A block of data
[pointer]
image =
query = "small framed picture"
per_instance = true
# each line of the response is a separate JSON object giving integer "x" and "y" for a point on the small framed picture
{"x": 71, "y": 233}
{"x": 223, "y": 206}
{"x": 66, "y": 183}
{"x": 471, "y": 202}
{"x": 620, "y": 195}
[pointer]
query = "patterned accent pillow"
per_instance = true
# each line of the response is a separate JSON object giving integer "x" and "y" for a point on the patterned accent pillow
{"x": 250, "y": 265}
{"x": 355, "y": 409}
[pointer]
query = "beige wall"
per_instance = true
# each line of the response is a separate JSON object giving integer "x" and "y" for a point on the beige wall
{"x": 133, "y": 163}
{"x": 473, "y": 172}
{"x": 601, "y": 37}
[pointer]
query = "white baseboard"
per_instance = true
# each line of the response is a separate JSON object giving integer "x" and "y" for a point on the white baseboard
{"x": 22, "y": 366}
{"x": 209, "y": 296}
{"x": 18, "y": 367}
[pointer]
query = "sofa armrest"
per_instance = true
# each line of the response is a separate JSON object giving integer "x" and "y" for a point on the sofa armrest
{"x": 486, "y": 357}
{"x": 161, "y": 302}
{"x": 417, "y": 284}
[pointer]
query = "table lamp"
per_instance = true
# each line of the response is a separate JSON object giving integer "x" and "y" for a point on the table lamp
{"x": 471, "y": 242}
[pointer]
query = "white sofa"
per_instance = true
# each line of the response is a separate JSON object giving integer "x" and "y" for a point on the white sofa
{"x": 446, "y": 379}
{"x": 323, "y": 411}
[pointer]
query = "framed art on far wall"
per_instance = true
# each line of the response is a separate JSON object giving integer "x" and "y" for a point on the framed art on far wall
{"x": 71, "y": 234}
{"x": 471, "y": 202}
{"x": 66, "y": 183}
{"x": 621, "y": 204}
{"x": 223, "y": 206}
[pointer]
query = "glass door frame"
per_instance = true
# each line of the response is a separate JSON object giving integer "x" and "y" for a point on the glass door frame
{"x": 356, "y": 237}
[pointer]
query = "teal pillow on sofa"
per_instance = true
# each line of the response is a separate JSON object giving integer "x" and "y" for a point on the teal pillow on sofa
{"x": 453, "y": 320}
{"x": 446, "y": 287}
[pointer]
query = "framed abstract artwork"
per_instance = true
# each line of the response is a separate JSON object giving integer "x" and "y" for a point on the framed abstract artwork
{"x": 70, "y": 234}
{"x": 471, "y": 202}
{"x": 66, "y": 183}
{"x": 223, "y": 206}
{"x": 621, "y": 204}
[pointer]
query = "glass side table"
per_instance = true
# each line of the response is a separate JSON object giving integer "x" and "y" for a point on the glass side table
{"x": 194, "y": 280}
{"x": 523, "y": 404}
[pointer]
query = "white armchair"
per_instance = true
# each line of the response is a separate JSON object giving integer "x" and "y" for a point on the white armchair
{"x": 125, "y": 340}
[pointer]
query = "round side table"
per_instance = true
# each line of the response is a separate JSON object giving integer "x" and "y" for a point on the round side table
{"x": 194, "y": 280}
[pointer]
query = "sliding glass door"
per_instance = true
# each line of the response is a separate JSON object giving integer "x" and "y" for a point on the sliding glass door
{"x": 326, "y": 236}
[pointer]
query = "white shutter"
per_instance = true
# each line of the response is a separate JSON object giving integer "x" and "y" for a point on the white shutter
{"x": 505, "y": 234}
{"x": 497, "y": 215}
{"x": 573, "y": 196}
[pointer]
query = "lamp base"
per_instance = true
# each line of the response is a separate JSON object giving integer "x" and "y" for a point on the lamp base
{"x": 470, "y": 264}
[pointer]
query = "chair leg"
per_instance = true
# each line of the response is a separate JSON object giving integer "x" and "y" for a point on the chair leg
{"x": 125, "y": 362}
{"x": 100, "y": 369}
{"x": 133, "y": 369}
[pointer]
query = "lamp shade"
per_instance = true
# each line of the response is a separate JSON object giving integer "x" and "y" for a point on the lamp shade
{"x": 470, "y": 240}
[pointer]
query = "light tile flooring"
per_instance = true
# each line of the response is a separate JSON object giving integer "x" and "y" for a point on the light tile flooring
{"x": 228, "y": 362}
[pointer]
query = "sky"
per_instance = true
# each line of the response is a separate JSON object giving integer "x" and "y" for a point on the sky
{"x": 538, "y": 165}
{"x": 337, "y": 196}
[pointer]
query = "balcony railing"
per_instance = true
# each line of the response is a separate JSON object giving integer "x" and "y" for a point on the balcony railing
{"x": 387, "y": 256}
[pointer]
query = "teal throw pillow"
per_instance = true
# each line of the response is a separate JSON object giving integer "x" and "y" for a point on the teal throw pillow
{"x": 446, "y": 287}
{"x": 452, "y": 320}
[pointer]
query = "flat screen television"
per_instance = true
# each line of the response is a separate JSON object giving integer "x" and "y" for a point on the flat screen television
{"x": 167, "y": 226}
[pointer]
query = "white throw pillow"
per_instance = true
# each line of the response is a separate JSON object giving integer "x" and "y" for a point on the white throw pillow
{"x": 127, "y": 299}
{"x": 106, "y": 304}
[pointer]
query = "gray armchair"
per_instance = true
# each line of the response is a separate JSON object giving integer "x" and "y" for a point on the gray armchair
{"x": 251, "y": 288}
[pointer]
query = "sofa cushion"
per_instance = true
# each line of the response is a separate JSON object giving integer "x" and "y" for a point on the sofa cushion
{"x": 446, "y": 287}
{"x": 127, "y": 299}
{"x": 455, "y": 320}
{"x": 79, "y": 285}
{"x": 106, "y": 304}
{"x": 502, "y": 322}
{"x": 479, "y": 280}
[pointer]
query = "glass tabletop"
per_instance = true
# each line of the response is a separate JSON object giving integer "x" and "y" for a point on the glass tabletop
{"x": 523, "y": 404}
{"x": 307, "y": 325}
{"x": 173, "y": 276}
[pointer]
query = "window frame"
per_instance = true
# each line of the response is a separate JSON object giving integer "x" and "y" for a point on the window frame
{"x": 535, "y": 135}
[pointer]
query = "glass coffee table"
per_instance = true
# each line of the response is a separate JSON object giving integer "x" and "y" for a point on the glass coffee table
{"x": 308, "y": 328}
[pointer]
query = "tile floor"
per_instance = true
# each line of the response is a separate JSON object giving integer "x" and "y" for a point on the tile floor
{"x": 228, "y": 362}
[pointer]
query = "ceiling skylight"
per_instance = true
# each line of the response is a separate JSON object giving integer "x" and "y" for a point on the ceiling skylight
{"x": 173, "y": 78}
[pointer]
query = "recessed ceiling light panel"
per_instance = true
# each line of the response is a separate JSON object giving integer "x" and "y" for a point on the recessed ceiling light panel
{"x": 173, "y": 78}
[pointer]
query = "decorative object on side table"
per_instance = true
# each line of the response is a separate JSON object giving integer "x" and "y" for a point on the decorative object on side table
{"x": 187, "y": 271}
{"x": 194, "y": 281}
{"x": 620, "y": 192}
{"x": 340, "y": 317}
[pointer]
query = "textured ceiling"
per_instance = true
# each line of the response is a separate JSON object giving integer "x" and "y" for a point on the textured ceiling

▸ **Work required**
Reproduce each record shown above without altering a single word.

▸ **Solved exercise**
[pointer]
image =
query = "small framed picture"
per_instance = true
# each line of the response is a separate JSON object giving integer "x" and "y" for a point on the small framed picture
{"x": 71, "y": 233}
{"x": 223, "y": 206}
{"x": 66, "y": 183}
{"x": 471, "y": 202}
{"x": 620, "y": 195}
[pointer]
query = "patterned accent pillow"
per_instance = true
# each line of the response is a separate JSON object giving integer "x" and "y" for a point on the patterned accent pillow
{"x": 250, "y": 265}
{"x": 355, "y": 409}
[pointer]
query = "beige wall"
per_instance = true
# each line of the response is a separate JSON object giving integer "x" and "y" for a point on the beige wall
{"x": 133, "y": 163}
{"x": 473, "y": 172}
{"x": 601, "y": 37}
[pointer]
query = "white baseboard"
per_instance = true
# each line of the response is a separate JSON object giving integer "x" and "y" for a point on the white baseboard
{"x": 22, "y": 366}
{"x": 209, "y": 296}
{"x": 18, "y": 367}
[pointer]
query = "sofa armrest"
per_instance = true
# each line of the response is a separate JSON object giving integer "x" and "y" for a point on the sofa armrest
{"x": 486, "y": 357}
{"x": 161, "y": 302}
{"x": 417, "y": 284}
[pointer]
query = "table lamp"
per_instance = true
# each line of the response is a separate JSON object giving integer "x" and "y" for a point on the table lamp
{"x": 471, "y": 242}
[pointer]
query = "white sofa"
per_instance = true
# each line of the response is a separate JSON object giving integer "x" and "y" for a point on the white sofa
{"x": 446, "y": 379}
{"x": 323, "y": 411}
[pointer]
query = "framed art on far wall"
per_instance = true
# each line of the response is a separate JSON object giving integer "x" and "y" for a point on the framed art on far wall
{"x": 71, "y": 234}
{"x": 471, "y": 202}
{"x": 66, "y": 183}
{"x": 621, "y": 204}
{"x": 223, "y": 206}
[pointer]
query = "glass door frame"
per_instance = true
# each line of the response is a separate JSON object giving integer "x" and "y" for a point on the glass door frame
{"x": 356, "y": 237}
[pointer]
query = "teal pillow on sofa"
per_instance = true
# each line of the response is a separate JSON object giving integer "x" and "y" for a point on the teal pillow on sofa
{"x": 453, "y": 320}
{"x": 446, "y": 287}
[pointer]
query = "framed abstract artwork"
per_instance = true
# each line of the response is a separate JSON object giving integer "x" and "y" for a point on the framed abstract artwork
{"x": 70, "y": 234}
{"x": 471, "y": 202}
{"x": 66, "y": 183}
{"x": 223, "y": 206}
{"x": 621, "y": 204}
[pointer]
query = "glass side table"
per_instance = true
# each line of the response is a separate JSON object giving integer "x" and "y" for a point on the glass side table
{"x": 194, "y": 280}
{"x": 523, "y": 404}
[pointer]
query = "white armchair"
per_instance = true
# each line of the response is a separate JSON object giving integer "x" and "y" for a point on the white armchair
{"x": 125, "y": 340}
[pointer]
query = "round side table"
per_instance = true
# each line of the response is a separate JSON object giving integer "x" and "y" for a point on the round side table
{"x": 194, "y": 280}
[pointer]
query = "sliding glass door"
per_instance = true
# each line of the response is a separate JSON object giving integer "x" and "y" for a point on the sliding glass door
{"x": 326, "y": 236}
[pointer]
query = "white shutter"
per_instance = true
# each line of the response is a separate JSON object giving integer "x" and "y" for a point on the white shutter
{"x": 505, "y": 234}
{"x": 497, "y": 215}
{"x": 573, "y": 196}
[pointer]
query = "lamp base"
per_instance = true
# each line of the response is a separate JSON object giving integer "x" and "y" for a point on the lamp base
{"x": 470, "y": 264}
[pointer]
query = "chair leg"
per_instance = true
# each line of the response is a separate JSON object giving integer "x" and "y" for a point on the chair leg
{"x": 125, "y": 362}
{"x": 100, "y": 369}
{"x": 133, "y": 369}
[pointer]
query = "lamp shade"
per_instance = true
# each line of the response is a separate JSON object giving integer "x" and "y" for a point on the lamp shade
{"x": 470, "y": 240}
[pointer]
query = "light tile flooring"
per_instance = true
# each line of the response is a separate JSON object giving integer "x" and "y" for a point on the light tile flooring
{"x": 228, "y": 362}
[pointer]
query = "sky"
per_instance = true
# each line of the response is a separate JSON object giving integer "x" and "y" for a point on the sky
{"x": 538, "y": 165}
{"x": 337, "y": 196}
[pointer]
query = "balcony railing"
per_instance = true
# each line of the response is a separate JSON object giving integer "x" and "y" for a point on the balcony railing
{"x": 387, "y": 256}
[pointer]
query = "teal throw pillow"
per_instance = true
# each line of the response is a separate JSON object giving integer "x" and "y" for a point on the teal throw pillow
{"x": 446, "y": 287}
{"x": 452, "y": 320}
[pointer]
query = "flat screen television"
per_instance = true
# each line of the response is a separate JSON object giving integer "x" and "y" for a point on the flat screen television
{"x": 167, "y": 226}
[pointer]
query = "white throw pillow"
per_instance = true
# each line of the response is a separate JSON object giving integer "x" and "y" for a point on the white throw pillow
{"x": 127, "y": 299}
{"x": 106, "y": 304}
[pointer]
query = "gray armchair"
per_instance = true
# each line of the response is a separate JSON object giving integer "x" and "y" for a point on the gray armchair
{"x": 251, "y": 288}
[pointer]
query = "sofa cushion"
per_instance = true
# each line of the response is a separate JSON object giving integer "x" and "y" for a point on the sofa cushion
{"x": 446, "y": 287}
{"x": 127, "y": 299}
{"x": 455, "y": 320}
{"x": 79, "y": 285}
{"x": 106, "y": 304}
{"x": 502, "y": 322}
{"x": 479, "y": 280}
[pointer]
query = "glass tabletop"
per_instance = true
# each line of the response is a separate JSON object giving integer "x" and "y" for a point on the glass tabletop
{"x": 523, "y": 404}
{"x": 307, "y": 325}
{"x": 173, "y": 276}
[pointer]
query = "window frame"
per_instance = true
# each line of the response is a separate JSON object giving integer "x" and "y" for a point on the window frame
{"x": 535, "y": 135}
[pointer]
query = "glass coffee table"
per_instance = true
# each line of the response is a separate JSON object giving integer "x" and "y" for a point on the glass coffee table
{"x": 308, "y": 328}
[pointer]
query = "tile floor"
per_instance = true
# each line of the response is a separate JSON object giving integer "x" and "y" for a point on the tile floor
{"x": 228, "y": 362}
[pointer]
query = "ceiling skylight"
per_instance = true
# each line of the response is a separate JSON object giving integer "x" and "y" for a point on the ceiling skylight
{"x": 173, "y": 78}
[pointer]
query = "recessed ceiling light panel"
per_instance = true
# each line of the response is a separate JSON object giving integer "x" and "y" for a point on the recessed ceiling light panel
{"x": 173, "y": 78}
[pointer]
query = "decorative object on side table"
per_instance = true
# each line of the response is a separate JSON object giving integer "x" and "y" for a point on the decorative object on side table
{"x": 187, "y": 271}
{"x": 194, "y": 281}
{"x": 620, "y": 192}
{"x": 340, "y": 317}
[pointer]
query = "textured ceiling"
per_instance = true
# each line of the response is a separate JSON object giving integer "x" and "y" for a point on the textured ceiling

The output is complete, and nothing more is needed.